• Listed records:
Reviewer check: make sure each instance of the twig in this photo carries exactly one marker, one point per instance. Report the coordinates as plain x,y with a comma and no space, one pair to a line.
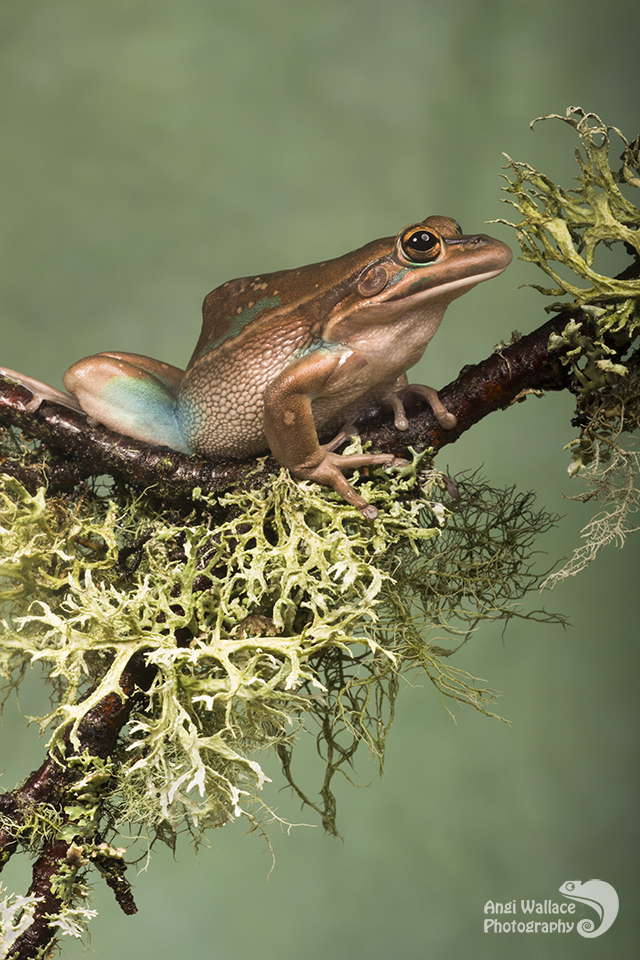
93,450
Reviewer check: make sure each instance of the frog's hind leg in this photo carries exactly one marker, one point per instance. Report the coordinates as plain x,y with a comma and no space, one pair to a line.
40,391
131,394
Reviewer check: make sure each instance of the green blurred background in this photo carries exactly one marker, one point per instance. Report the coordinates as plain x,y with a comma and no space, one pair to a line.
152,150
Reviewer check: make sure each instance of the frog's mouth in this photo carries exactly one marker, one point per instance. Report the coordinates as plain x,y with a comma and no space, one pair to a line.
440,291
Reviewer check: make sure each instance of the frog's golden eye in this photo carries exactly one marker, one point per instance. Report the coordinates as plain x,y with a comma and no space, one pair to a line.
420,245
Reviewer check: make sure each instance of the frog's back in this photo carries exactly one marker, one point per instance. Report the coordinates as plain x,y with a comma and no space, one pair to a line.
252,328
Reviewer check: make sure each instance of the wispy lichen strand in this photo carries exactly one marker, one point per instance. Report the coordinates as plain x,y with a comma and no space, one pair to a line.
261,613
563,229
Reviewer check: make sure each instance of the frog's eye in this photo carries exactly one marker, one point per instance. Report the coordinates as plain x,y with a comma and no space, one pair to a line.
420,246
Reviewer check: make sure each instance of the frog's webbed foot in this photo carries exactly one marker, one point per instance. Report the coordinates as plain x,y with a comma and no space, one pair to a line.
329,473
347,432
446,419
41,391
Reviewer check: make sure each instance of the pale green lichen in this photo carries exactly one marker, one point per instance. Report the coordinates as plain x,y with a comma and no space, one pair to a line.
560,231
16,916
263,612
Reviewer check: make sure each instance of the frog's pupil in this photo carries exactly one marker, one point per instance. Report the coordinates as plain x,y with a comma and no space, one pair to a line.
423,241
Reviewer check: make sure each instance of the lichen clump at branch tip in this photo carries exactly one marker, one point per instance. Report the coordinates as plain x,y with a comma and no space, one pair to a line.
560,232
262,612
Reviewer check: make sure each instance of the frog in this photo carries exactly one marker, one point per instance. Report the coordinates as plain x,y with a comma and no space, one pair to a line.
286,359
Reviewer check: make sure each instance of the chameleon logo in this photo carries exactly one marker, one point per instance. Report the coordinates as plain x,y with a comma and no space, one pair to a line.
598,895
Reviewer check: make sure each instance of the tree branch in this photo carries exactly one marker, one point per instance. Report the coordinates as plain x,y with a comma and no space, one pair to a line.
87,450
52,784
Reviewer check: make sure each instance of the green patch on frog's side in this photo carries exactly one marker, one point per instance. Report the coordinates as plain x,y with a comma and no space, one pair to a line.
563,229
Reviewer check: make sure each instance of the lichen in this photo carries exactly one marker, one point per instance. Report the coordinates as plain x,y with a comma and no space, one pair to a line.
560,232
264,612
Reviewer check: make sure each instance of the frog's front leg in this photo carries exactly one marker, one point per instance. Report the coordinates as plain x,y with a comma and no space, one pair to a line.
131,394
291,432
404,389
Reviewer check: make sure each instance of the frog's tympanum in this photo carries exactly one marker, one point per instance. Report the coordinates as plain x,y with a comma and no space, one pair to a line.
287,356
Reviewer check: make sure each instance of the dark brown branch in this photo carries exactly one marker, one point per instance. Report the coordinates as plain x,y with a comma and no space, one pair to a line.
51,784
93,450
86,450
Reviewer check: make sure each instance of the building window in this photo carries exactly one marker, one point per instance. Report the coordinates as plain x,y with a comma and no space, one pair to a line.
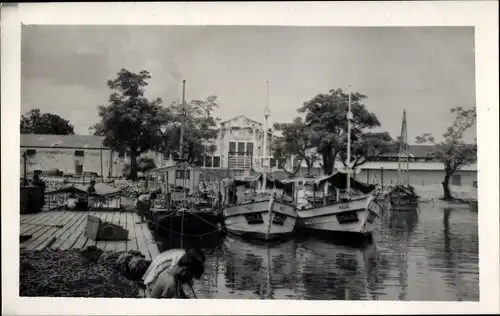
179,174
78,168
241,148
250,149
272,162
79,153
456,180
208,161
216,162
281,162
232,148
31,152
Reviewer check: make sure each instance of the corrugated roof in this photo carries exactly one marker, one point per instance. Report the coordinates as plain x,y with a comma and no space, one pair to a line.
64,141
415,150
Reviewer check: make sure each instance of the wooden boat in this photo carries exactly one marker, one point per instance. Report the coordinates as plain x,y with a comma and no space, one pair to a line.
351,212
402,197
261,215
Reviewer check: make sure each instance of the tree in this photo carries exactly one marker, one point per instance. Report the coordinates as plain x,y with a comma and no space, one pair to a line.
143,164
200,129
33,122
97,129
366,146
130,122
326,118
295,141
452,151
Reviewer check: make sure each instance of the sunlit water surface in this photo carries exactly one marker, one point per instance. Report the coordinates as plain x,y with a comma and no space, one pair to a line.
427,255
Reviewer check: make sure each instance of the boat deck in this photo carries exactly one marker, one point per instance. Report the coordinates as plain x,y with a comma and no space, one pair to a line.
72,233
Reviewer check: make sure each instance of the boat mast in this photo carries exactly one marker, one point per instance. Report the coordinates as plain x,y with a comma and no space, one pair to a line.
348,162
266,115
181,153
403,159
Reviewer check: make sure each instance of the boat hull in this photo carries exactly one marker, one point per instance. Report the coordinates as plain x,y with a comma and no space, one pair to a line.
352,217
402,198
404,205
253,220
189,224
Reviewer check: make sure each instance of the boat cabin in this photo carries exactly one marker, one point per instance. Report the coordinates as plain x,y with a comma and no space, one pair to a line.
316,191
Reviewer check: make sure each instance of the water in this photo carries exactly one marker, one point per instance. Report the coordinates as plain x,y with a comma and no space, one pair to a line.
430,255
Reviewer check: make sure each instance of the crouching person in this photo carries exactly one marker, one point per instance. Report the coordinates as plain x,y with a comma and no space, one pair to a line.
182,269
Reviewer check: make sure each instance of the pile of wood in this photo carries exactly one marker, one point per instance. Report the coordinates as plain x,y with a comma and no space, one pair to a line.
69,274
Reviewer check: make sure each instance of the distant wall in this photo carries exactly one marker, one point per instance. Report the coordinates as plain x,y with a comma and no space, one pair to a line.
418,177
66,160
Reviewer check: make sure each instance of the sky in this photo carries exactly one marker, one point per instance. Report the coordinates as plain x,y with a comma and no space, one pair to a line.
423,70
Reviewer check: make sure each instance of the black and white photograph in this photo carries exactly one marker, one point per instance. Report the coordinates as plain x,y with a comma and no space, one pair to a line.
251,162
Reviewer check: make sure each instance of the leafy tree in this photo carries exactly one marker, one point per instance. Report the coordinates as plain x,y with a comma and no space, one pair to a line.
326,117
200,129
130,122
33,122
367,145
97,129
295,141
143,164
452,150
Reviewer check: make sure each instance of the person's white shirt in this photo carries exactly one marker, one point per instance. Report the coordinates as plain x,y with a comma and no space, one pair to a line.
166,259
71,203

• Your task: From the "Reviewer check: make sure each instance of the black" line to the close of the listing, restate each line word for word.

• Output below:
Reviewer check: make sure each instance of the black and white photograph in this photo carries exactly one marker, one point per instance. Report the coordinates as plain x,y with a comma and no space, one pair to a line.
251,162
Reviewer check: make sure each instance of the leafy tree in this photo carries exactly one marker, one point per instance. Report the coordinates as plain x,y with a comma and no space, one pair to a line.
326,117
200,129
130,122
33,122
367,145
97,129
295,141
143,164
452,150
Reviewer check: make sure each instance of the person's white shirt in this photo carries exactly one marker, one point per instance. Report the coordinates as plain x,y with a comma and no space, one pair to a line.
166,259
71,203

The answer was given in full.